Please retype the data in full, exactly as given.

+===+

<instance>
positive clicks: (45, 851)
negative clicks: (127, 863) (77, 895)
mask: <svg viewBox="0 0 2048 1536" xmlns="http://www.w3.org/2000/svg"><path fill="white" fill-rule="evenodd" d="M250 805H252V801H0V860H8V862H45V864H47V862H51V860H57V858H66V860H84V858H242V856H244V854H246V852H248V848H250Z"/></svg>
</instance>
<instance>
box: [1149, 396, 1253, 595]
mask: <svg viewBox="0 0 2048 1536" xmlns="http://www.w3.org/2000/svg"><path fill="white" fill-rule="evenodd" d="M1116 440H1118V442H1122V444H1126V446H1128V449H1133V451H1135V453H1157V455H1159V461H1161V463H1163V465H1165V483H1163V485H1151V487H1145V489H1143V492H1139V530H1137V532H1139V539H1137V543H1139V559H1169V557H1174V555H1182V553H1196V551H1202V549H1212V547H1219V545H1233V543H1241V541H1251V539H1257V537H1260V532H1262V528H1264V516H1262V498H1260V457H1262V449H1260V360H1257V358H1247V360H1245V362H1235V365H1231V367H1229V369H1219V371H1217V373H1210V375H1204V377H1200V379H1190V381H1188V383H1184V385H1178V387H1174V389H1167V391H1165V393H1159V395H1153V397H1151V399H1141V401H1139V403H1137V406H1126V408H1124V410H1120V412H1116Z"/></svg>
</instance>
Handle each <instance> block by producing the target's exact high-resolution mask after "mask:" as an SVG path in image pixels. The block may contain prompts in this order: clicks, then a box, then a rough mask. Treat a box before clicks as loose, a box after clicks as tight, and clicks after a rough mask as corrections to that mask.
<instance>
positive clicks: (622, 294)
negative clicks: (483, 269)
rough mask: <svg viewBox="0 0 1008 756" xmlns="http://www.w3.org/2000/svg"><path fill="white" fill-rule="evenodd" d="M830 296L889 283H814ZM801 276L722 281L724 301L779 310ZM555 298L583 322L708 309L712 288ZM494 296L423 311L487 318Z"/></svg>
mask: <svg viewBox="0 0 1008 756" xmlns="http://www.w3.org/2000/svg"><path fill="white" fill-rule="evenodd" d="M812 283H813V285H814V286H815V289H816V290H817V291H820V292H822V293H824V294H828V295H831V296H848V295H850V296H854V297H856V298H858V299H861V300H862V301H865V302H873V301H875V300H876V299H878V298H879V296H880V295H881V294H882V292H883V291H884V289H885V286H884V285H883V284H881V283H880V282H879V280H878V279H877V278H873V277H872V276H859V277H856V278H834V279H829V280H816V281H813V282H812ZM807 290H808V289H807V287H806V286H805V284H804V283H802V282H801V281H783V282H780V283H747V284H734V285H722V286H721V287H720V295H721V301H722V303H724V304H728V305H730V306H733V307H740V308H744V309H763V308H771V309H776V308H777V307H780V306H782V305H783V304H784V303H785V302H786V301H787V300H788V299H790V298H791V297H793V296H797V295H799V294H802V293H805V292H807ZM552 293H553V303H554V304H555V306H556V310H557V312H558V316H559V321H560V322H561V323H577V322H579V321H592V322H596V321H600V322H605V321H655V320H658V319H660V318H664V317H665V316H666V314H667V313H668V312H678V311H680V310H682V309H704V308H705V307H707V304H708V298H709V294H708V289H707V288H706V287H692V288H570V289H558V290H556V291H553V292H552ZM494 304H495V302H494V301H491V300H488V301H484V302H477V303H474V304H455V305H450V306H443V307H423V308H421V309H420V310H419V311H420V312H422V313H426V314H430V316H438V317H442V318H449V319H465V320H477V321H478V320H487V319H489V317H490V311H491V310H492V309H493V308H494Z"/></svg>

+===+

- TASK SOLUTION -
<instance>
positive clicks: (45, 851)
negative clicks: (127, 863) (77, 895)
mask: <svg viewBox="0 0 2048 1536" xmlns="http://www.w3.org/2000/svg"><path fill="white" fill-rule="evenodd" d="M250 805H252V801H0V860H8V862H45V864H47V862H51V860H57V858H66V860H84V858H242V856H244V854H246V852H248V848H250Z"/></svg>
</instance>
<instance>
box: [1149, 396, 1253, 595]
mask: <svg viewBox="0 0 2048 1536" xmlns="http://www.w3.org/2000/svg"><path fill="white" fill-rule="evenodd" d="M1116 440H1118V442H1122V444H1126V446H1128V449H1133V451H1135V453H1157V455H1159V461H1161V463H1163V465H1165V483H1163V485H1151V487H1145V489H1143V492H1139V530H1137V532H1139V539H1137V543H1139V559H1169V557H1174V555H1182V553H1196V551H1202V549H1212V547H1219V545H1233V543H1241V541H1251V539H1257V537H1260V532H1262V528H1264V516H1262V498H1260V457H1262V449H1260V360H1257V358H1247V360H1245V362H1235V365H1231V367H1229V369H1219V371H1217V373H1210V375H1204V377H1200V379H1190V381H1188V383H1184V385H1178V387H1174V389H1167V391H1165V393H1159V395H1153V397H1151V399H1141V401H1139V403H1137V406H1126V408H1124V410H1120V412H1116Z"/></svg>
</instance>
Handle each <instance> block by producing the target's exact high-resolution mask after "mask:" as an SVG path in image pixels. The block may contain prompts in this order: clicks, then a box, then a rough mask. Treat a box before clicks as loose, a box after clicks as tight, and clicks after a rough mask as corrections to that mask.
<instance>
positive clicks: (622, 294)
negative clicks: (483, 269)
rough mask: <svg viewBox="0 0 1008 756" xmlns="http://www.w3.org/2000/svg"><path fill="white" fill-rule="evenodd" d="M830 296L889 283H814ZM801 276L722 281L724 301L779 310ZM555 298L583 322L708 309L712 288ZM494 296L423 311L487 318Z"/></svg>
mask: <svg viewBox="0 0 1008 756" xmlns="http://www.w3.org/2000/svg"><path fill="white" fill-rule="evenodd" d="M812 283H813V285H814V286H815V289H816V290H817V291H820V292H822V293H824V294H828V295H831V296H848V295H850V296H854V297H856V298H858V299H861V300H862V301H865V302H873V301H875V300H876V299H878V298H879V296H880V295H881V294H882V292H883V291H884V289H885V286H884V285H883V284H881V283H880V282H879V280H878V279H877V278H873V277H872V276H859V277H856V278H834V279H829V280H816V281H813V282H812ZM807 290H808V289H807V287H806V286H805V284H804V283H802V282H801V281H783V282H780V283H747V284H734V285H722V286H721V287H720V295H721V301H722V303H724V304H728V305H730V306H733V307H740V308H744V309H763V308H771V309H776V308H777V307H780V306H782V305H783V304H784V303H785V302H786V301H787V300H788V299H790V298H791V297H793V296H797V295H799V294H802V293H805V292H807ZM552 293H553V303H554V304H555V306H556V310H557V312H558V316H559V321H560V322H561V323H577V322H579V321H592V322H596V321H600V322H605V321H655V320H658V319H660V318H664V317H665V316H666V314H667V313H668V312H678V311H680V310H682V309H704V308H705V307H707V304H708V298H709V294H708V289H707V288H706V287H692V288H570V289H558V290H556V291H553V292H552ZM494 304H495V302H494V301H491V300H488V301H484V302H477V303H474V304H455V305H450V306H443V307H423V308H421V309H420V310H419V311H420V312H422V313H426V314H430V316H438V317H442V318H449V319H465V320H477V321H478V320H487V319H489V317H490V311H491V310H492V309H493V308H494Z"/></svg>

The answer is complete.